What the task asks
Print every entry exactly as written.

──────── Records for processing ────────

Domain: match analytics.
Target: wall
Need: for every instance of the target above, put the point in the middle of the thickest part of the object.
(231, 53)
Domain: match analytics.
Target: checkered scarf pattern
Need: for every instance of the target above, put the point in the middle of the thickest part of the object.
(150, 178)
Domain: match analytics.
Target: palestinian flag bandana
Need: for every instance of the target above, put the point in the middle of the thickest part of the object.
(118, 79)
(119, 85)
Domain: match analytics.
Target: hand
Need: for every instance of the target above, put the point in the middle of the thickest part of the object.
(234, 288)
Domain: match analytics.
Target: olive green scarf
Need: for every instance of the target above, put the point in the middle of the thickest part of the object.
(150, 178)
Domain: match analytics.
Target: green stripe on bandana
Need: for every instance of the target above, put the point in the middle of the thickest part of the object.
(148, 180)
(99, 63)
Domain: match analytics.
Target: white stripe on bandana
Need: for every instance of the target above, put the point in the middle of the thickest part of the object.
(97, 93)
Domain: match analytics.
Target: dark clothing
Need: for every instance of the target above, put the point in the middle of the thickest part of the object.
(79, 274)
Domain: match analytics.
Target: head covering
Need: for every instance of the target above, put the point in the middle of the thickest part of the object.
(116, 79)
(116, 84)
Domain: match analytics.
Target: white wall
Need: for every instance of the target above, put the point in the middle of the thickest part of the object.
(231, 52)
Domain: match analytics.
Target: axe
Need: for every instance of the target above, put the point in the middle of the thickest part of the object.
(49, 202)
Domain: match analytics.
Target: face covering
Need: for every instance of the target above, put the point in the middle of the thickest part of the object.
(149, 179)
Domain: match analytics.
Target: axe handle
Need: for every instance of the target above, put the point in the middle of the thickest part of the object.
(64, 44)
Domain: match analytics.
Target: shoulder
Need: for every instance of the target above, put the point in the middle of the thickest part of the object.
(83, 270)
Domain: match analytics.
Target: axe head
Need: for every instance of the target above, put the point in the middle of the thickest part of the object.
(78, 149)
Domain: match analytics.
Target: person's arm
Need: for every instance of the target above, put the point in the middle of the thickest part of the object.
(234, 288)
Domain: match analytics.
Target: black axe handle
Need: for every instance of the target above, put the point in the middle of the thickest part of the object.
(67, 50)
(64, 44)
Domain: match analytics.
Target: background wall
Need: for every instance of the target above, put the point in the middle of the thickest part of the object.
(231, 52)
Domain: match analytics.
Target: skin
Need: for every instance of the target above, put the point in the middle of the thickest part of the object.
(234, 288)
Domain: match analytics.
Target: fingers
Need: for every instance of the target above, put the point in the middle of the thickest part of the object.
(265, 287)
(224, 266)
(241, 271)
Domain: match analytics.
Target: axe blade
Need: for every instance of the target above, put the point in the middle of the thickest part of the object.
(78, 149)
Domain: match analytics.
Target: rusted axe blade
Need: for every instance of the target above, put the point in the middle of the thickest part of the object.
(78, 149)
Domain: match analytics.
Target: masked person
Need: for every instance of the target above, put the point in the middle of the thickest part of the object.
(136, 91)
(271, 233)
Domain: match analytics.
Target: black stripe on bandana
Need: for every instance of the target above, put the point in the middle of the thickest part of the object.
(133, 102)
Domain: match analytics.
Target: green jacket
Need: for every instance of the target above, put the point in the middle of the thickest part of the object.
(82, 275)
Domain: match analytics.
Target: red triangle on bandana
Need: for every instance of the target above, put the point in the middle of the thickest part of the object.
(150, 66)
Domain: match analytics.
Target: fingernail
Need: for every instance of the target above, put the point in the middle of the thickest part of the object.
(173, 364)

────────

Exercise response
Domain: match analytics.
Target: wall
Need: for every instance of the target above, put the point in the middle of the thickest part of the object.
(231, 53)
Domain: match analytics.
Target: checkered scarf pattern
Need: for every instance of the target above, put the point in the middle of the thickest part of the object.
(150, 178)
Domain: match analytics.
Target: palestinian flag bandana
Need: for every instance of the target above, put the point in the middle of the thickest part of the object.
(118, 79)
(119, 85)
Domain: match analytics.
Target: hand
Need: for every instance of the target above, put the point in the middle of the thickest part of the object.
(234, 288)
Domain: match analytics.
Target: olive green scarf
Need: for every instance of the target above, put the point in the middle of the thickest part of the object.
(150, 178)
Domain: match analytics.
Target: green stripe on bandana
Need: for every instance of the target above, put the point in the middle of the thickest part of the object.
(148, 180)
(99, 63)
Domain: match analytics.
Target: white stripe on bandana
Need: for every instance of the target above, put the point in the middle of the thickest part of the object.
(97, 93)
Domain: match analytics.
Target: dark clothing
Need: for every instance of the target above, put the point in the middle of the thickest part of the object.
(79, 274)
Domain: match analytics.
Target: head covering
Need: for every instance of the target above, put the point in the middle of the thickest part of the object.
(116, 79)
(116, 84)
Domain: match analytics.
Target: white wall
Need: for every instance of the target above, put the point in the middle of the thickest part of the object.
(231, 52)
Domain: match analytics.
Target: axe
Need: for every instance of the target above, put the point in the middle of the thickest part of the object.
(49, 202)
Domain: match analytics.
Target: face covering
Need: for every instance of the target above, put the point in the middle of the thickest part of the object.
(149, 179)
Domain: match analytics.
Target: axe handle
Need: for every instance of the target above, put the point in the middle of the thickest part of the object.
(64, 44)
Domain: match analytics.
Target: shoulder
Need: for every instance of the target above, put the point in the middle of the thickest part of the object.
(83, 270)
Domain: match analytics.
Target: axe head
Need: for every instance of the target above, put the point in the middle of the thickest part of the object.
(78, 149)
Domain: match analytics.
Target: person's arm
Need: for every instance of the target above, put the point in the middle of the thickest part of the object.
(234, 288)
Domain: match analytics.
Target: black axe handle
Need: for every instance of the target above, put the point in the middle of the thickest part of the object.
(67, 50)
(64, 44)
Domain: match analytics.
Target: background wall
Need: for every instance of the target above, put the point in the middle of the thickest part of the object.
(231, 52)
Domain: match analytics.
Target: skin
Need: for every instance of the target above, put the point in the middle of the thickest part of the object.
(234, 288)
Domain: match analytics.
Target: fingers
Need: for every instance of the target above, put the point in the middle of the thickest part of the object.
(265, 287)
(224, 266)
(241, 271)
Domain: match analytics.
Target: axe blade
Need: for every instance of the target above, put the point in the middle of the thickest part of the object.
(78, 149)
Domain: match analytics.
Target: rusted axe blade
Need: for every instance of the target above, put the point in the middle of the thickest part of the object.
(78, 149)
Domain: match analytics.
Target: masked person
Need: for every instance of the target above, put the point in the middle of the thickest part of the object.
(136, 91)
(271, 233)
Domain: match analytics.
Target: black stripe on bandana
Need: for every instance of the target above, put the point in the middle of the thickest part of the object.
(133, 102)
Domain: match analytics.
Target: green jacket
Need: for every instance of the target above, put the point in the middle of the thickest part of the object.
(82, 275)
Domain: match analytics.
Target: red triangle on bandana
Need: for every instance of the target above, put the point in the middle of the thickest part of the object.
(150, 66)
Domain: match analytics.
Target: fingernail
Need: for every instance of the target above, put the point in the middle of the thickest part of the object.
(173, 364)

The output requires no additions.